Collected data —
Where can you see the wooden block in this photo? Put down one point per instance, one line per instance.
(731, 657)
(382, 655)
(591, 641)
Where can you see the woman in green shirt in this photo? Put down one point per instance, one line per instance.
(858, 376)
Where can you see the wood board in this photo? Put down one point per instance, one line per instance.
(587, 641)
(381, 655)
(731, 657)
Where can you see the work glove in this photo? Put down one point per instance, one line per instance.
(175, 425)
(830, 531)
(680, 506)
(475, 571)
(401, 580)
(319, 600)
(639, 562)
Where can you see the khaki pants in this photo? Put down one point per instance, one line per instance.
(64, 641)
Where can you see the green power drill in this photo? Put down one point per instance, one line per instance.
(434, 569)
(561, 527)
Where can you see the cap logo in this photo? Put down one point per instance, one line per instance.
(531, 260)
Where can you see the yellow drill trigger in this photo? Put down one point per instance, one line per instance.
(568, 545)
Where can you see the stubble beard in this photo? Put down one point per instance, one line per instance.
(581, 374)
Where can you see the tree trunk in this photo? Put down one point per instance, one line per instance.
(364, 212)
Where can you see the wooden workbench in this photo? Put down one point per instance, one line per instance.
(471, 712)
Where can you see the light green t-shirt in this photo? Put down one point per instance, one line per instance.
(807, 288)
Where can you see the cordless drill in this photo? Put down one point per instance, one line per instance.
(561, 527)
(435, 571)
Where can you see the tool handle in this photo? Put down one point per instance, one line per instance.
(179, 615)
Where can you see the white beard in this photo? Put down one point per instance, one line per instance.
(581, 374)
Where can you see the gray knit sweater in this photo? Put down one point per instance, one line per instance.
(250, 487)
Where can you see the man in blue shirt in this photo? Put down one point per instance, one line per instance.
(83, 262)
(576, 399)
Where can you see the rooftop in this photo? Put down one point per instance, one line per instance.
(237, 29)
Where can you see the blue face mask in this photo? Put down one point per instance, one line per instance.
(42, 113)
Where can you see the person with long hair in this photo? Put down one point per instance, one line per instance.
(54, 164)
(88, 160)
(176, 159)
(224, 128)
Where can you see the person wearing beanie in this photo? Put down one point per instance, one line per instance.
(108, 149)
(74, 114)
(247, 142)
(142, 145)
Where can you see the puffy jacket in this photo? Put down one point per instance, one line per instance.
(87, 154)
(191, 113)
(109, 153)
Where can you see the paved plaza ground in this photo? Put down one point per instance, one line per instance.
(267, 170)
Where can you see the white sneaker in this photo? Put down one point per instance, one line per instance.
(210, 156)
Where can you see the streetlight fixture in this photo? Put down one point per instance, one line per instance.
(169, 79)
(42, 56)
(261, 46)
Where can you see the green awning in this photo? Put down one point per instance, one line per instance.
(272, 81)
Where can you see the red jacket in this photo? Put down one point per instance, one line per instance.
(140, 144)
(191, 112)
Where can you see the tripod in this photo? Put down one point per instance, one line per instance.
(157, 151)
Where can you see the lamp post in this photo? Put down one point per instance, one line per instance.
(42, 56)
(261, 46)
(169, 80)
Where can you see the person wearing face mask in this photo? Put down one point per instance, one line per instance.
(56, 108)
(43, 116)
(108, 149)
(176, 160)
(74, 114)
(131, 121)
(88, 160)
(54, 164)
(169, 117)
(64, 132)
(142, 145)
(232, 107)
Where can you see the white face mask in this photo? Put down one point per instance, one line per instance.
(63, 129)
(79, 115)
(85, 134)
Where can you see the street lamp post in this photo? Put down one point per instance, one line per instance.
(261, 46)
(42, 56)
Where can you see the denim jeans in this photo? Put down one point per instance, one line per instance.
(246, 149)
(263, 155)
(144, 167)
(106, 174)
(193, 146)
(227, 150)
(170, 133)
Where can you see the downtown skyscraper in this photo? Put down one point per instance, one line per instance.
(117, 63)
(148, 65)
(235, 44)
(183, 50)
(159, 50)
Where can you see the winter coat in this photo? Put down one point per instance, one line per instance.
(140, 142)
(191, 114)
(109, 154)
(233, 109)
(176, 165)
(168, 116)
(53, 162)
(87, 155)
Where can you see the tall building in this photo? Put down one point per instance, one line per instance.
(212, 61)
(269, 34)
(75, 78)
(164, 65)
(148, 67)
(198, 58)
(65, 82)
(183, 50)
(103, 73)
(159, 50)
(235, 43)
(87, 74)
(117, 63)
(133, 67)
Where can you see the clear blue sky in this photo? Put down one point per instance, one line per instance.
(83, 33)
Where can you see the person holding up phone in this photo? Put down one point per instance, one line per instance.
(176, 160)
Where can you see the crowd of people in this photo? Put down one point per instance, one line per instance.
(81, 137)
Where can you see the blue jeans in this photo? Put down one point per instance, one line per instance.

Exercise goal —
Nothing in the records should be altered when they are written out again.

Exercise answer —
Where can you see the wooden block in this photo? Put down one point per instance, one line per instance.
(731, 657)
(382, 655)
(591, 641)
Where can you see the woman in green shirt in this photo? Put down one point per instance, one line per instance.
(858, 376)
Where can you see the wood board in this photo? Put down one point per instance, one line per instance.
(587, 641)
(381, 655)
(731, 657)
Where can you see the work glove in this photo? Put down one point per instance, one line per instance.
(175, 425)
(830, 531)
(680, 506)
(475, 571)
(401, 580)
(319, 600)
(639, 562)
Where can you see the khaki pants in this photo? Put down one point per instance, one line per instance.
(64, 641)
Where can you see the green power drill in this photo? Put down one point per instance, one line per instance.
(434, 569)
(561, 527)
Where can you see the cap logo in this photo? Put down one point per instance, one line per instance.
(531, 260)
Where can you see the yellow drill trigger in this photo? Put down one point per instance, one line per instance.
(568, 545)
Where can you see the stubble beard in this photo? Put down one point per instance, one line per instance.
(581, 374)
Where can you see the tree trunk in this photo? Put down one point per instance, one line per instance.
(364, 212)
Where can you see the wooden workbench in this photo? Put down one point per instance, one line per instance.
(471, 712)
Where can you see the light green t-shirt in this photo? Put down one point per instance, one line per instance.
(807, 288)
Where can you see the cordless drill in this photo? Put down one point per instance, one line per instance.
(561, 527)
(435, 571)
Where can you see the tool handle in this photo? Put down one point per instance, one line per instance.
(179, 615)
Where can you see the white beard in this photo? Put down one point per instance, one line per instance.
(581, 374)
Where can you see the gray knit sweater in this photo? Put down one point per instance, one line per instance.
(250, 487)
Where can you see the man in blue shirt in this photo? Put down one point per instance, one line per instance.
(83, 262)
(576, 399)
Where can you see the rooftop in this photo? Put down one point per instance, one line per instance.
(237, 29)
Where can you see the blue face mask in this photo? Put down one point per instance, one line per instance.
(42, 113)
Where can you see the person with long hair in this photo? Put down one point per instance, one line per instance.
(54, 164)
(88, 160)
(176, 159)
(224, 128)
Where can you see the person wearing beanie in this photo? Put down one point per instance, one line per instance.
(108, 149)
(74, 114)
(247, 142)
(142, 145)
Where can you see the puffy jacket in this photo? Put down one point per instance, one line per instance.
(87, 154)
(191, 113)
(109, 153)
Where can you see the paved plaza ground in this photo? Put down one point per instance, one line per instance.
(267, 170)
Where can you see the white sneaker in this photo? Put down one point per instance, one line per instance.
(210, 156)
Where can you see the streetlight fixture in this photo? Put down one point per instance, one line per instance.
(169, 79)
(42, 56)
(261, 46)
Where can you see the green awning in this photo? Put down one point per instance, one line per instance.
(272, 81)
Where can you see the red jacket in this photo? Put down one point per instance, one line per instance.
(140, 144)
(191, 112)
Where can you see the tripod in this photo? Put down one point per instance, one line per instance.
(157, 151)
Where can you see the lamp post in this photo? Put down one point per instance, one line per instance.
(42, 56)
(261, 46)
(169, 80)
Where can you see the person wearing face mask in this photo? Put down one point per instance, one line per instance.
(56, 108)
(43, 116)
(108, 149)
(176, 160)
(74, 114)
(131, 121)
(88, 160)
(54, 164)
(169, 117)
(64, 132)
(142, 145)
(232, 107)
Where can you see the white face mask in this photo? Put down one point per instance, one line per instance.
(63, 129)
(79, 115)
(85, 134)
Where can you see the street lamp post in this photo? Put down one point per instance, one line per instance.
(261, 46)
(42, 56)
Where can you see the denim jeans in this photo? Put down one point per instance, one line per instance.
(246, 149)
(263, 155)
(144, 167)
(106, 174)
(193, 146)
(227, 150)
(170, 133)
Where can you see the downtown skyscraper in this photo? Put down one point per instance, one line per instance.
(117, 63)
(148, 65)
(235, 44)
(183, 50)
(159, 50)
Where can you see the winter coat in this photo? Put down one point per instance, one line per instance.
(140, 142)
(191, 114)
(109, 154)
(233, 109)
(176, 165)
(168, 116)
(53, 162)
(87, 155)
Where can you see the tall building in this photo? Put down one point per instance, one line per instance.
(212, 61)
(269, 34)
(75, 78)
(164, 65)
(148, 67)
(198, 58)
(65, 82)
(183, 50)
(103, 73)
(159, 50)
(235, 43)
(87, 74)
(117, 63)
(133, 67)
Where can you see the clear blue sky in this photo? Put down one point per instance, one line per instance.
(83, 33)
Where can you see the person holding up phone in this photo? Put down one point per instance, one line per instance.
(176, 160)
Where can you see the crowd of people in this photo? Put down one point per instance, one line per instance.
(81, 137)
Where can you see the blue jeans in this photo? Put down one point per instance, one line per instance.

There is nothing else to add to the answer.